Instruction: Render every line of the material below as a JSON list of strings, one string per line, with blank lines omitted. Leave the pictures out of the answer.
** BEGIN Task material **
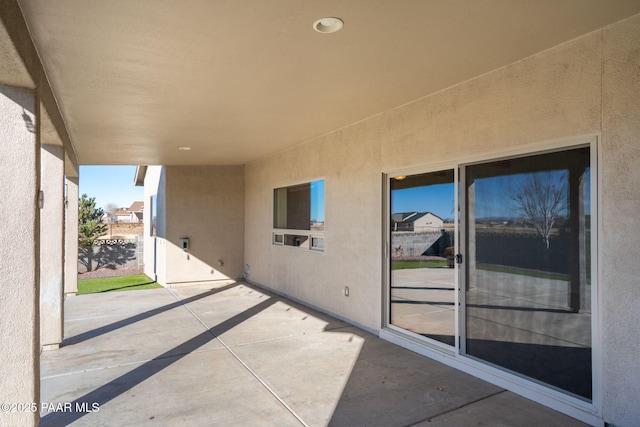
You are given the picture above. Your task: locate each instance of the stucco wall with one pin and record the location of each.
(589, 86)
(619, 236)
(154, 257)
(20, 248)
(206, 205)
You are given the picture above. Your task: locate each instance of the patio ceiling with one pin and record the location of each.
(239, 80)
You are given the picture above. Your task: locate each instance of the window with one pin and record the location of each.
(300, 208)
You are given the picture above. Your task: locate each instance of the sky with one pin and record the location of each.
(492, 196)
(317, 200)
(437, 199)
(110, 184)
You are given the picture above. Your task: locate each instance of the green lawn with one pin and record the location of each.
(401, 265)
(114, 284)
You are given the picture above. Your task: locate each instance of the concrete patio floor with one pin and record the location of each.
(235, 354)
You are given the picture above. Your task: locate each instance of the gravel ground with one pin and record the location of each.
(108, 272)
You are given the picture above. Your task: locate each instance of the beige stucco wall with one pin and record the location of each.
(52, 246)
(154, 266)
(589, 86)
(620, 233)
(206, 205)
(20, 248)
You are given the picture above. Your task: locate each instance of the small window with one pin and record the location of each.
(278, 239)
(299, 207)
(317, 243)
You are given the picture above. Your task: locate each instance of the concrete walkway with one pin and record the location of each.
(236, 355)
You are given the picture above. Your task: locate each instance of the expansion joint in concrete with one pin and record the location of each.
(242, 362)
(472, 402)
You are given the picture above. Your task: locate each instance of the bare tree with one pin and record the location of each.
(542, 198)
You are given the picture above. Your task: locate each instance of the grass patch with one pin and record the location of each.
(115, 284)
(522, 271)
(403, 265)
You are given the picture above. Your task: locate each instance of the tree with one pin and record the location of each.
(111, 209)
(541, 198)
(90, 225)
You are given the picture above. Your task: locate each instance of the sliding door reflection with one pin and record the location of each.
(528, 281)
(422, 255)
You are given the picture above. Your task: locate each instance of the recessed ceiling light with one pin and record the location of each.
(328, 25)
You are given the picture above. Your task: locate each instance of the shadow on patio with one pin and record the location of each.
(239, 355)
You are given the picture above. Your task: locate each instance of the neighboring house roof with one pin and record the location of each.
(136, 207)
(409, 217)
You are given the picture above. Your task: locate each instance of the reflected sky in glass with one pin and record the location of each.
(437, 199)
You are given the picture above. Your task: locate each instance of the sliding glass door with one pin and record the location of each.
(516, 292)
(422, 283)
(528, 283)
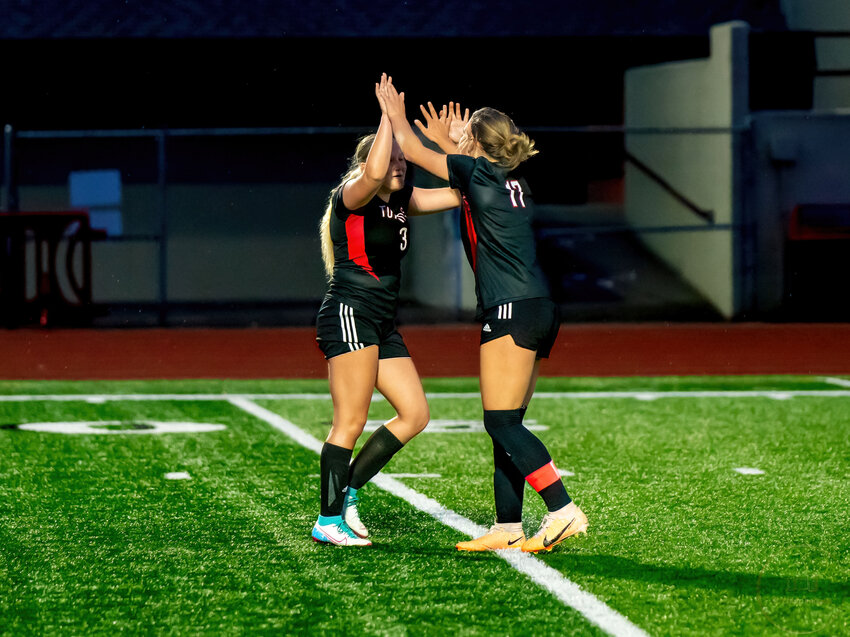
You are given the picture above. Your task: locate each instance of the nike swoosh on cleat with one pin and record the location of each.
** END Task material **
Final answer:
[
  "You are given the picture above. Your task: locate each instance of the stucco wall with one pin and record the location of each.",
  "(589, 86)",
  "(619, 236)",
  "(154, 257)",
  "(20, 248)",
  "(206, 205)",
  "You are given the picture above. Your task: locate each instance of the patio ceiling with one pin and record the location of each.",
  "(239, 80)",
  "You are given the picture above. Your task: locate each instance of the window with one pin and record the location of each.",
  "(300, 208)",
  "You are given the picture above. Your task: locate each instance of the sky with one pin and record the location of each.",
  "(492, 196)",
  "(317, 200)",
  "(437, 199)",
  "(110, 184)",
  "You are given the picture above. Your task: locate each instance of the green lawn with one pin and record the location of each.",
  "(401, 265)",
  "(114, 284)",
  "You are given the picture above. Your task: locate each instance of the concrete patio floor with one pin and record the location of each.",
  "(235, 354)",
  "You are given the picture above. Your task: locate each instance of the gravel ground with one pin and record the location of each.",
  "(108, 272)",
  "You are given the picture above. Your task: locate each instance of the beige stucco wall with one pin and record the location of each.",
  "(52, 246)",
  "(154, 266)",
  "(589, 86)",
  "(620, 233)",
  "(206, 205)",
  "(20, 248)",
  "You are given the picture above. Your task: locate each instance of the small window with one pin and record the location of each.",
  "(278, 239)",
  "(299, 207)",
  "(317, 243)",
  "You are given the picture above. Your task: locate each instance of the concrete walkway with one pin and record the location of each.",
  "(236, 355)",
  "You are given the picture above. Your task: locate each instance of the expansion joint in concrete with one pin and record the location of each.",
  "(242, 362)",
  "(472, 402)",
  "You are given the picture above. Your task: locate each instance of the bare tree with one pin and record the location of each.",
  "(542, 198)",
  "You are given the picture above. Your task: locate each instance of the grass patch with one pin and record the location of each.",
  "(115, 284)",
  "(522, 271)",
  "(403, 265)",
  "You are given the picture above. Your task: locate each instance of the tree with one pin and record the location of each.",
  "(111, 209)",
  "(541, 198)",
  "(90, 225)",
  "You are given the picture above. Your task: locate each instance of the sliding door reflection with one pin and record the location of each.",
  "(528, 281)",
  "(422, 255)",
  "You are given the picture above. Your task: locate each instance of the recessed ceiling light with one pin and record the location of each.",
  "(328, 25)",
  "You are given the picture above. Your task: locate each instance of the shadow on patio with one pin and record the location of each.",
  "(239, 355)",
  "You are given the picture above. Your task: locate each instance of the neighboring house roof with one pin and record the location of each.",
  "(136, 207)",
  "(409, 217)",
  "You are given the picture above. Your task: locate each instance of the reflected sky in glass with one pin and record the location of each.",
  "(437, 199)",
  "You are given the picture above. Your task: locate each instance of the sliding glass door with one pin and record the location of each.",
  "(516, 292)",
  "(422, 283)",
  "(528, 283)",
  "You are given the picture above. Your task: locate each instance of the nike swoosh on cleat with one pin and record the location of each."
]